[Records taken from a dataset]
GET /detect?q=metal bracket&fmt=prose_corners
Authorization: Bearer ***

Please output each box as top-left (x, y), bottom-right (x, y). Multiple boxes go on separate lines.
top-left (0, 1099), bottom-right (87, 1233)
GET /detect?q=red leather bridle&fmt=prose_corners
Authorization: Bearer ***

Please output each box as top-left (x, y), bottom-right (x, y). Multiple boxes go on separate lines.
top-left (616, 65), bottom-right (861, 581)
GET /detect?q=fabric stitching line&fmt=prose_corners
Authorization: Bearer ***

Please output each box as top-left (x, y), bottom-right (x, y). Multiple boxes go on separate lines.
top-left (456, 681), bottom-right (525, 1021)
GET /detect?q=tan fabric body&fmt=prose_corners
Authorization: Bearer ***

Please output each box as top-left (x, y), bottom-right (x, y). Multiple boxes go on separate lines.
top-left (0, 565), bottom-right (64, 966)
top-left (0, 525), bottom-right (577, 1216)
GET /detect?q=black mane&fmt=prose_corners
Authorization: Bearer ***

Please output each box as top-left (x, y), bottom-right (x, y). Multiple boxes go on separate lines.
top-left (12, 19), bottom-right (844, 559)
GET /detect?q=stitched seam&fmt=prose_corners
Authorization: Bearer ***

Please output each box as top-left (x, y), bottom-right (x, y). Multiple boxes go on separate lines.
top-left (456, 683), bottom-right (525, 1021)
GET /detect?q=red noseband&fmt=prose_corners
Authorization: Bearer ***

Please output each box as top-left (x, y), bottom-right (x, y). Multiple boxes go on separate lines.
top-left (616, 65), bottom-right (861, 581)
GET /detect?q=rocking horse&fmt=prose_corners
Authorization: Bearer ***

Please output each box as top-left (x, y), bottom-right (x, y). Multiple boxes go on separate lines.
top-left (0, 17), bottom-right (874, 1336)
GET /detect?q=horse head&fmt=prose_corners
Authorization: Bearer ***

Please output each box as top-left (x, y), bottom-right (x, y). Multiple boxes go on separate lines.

• [What to produce]: Turn the lines of the listing into a numbered list with blank lines left out, beginning at the line that contains "GET /detect?q=red noseband&fmt=prose_corners" and stopping after the final line of the listing.

• [Correct result]:
1. GET /detect?q=red noseband&fmt=prose_corners
2. Authorization: Bearer ***
3. Please output each box as top-left (x, y), bottom-right (x, y). Multiple boxes go on separate lines.
4. top-left (616, 65), bottom-right (861, 581)
5. GET /detect?q=rocking horse&fmt=prose_corners
6. Authorization: Bearer ***
7. Please output each box as top-left (x, y), bottom-right (x, y). Multiple boxes go on separate lines.
8. top-left (0, 17), bottom-right (874, 1336)
9. GET /detect?q=horse head&fmt=prose_corners
10. Authorization: Bearer ***
11. Please output each box as top-left (x, y), bottom-right (x, y). Multiple boxes go on separate lines.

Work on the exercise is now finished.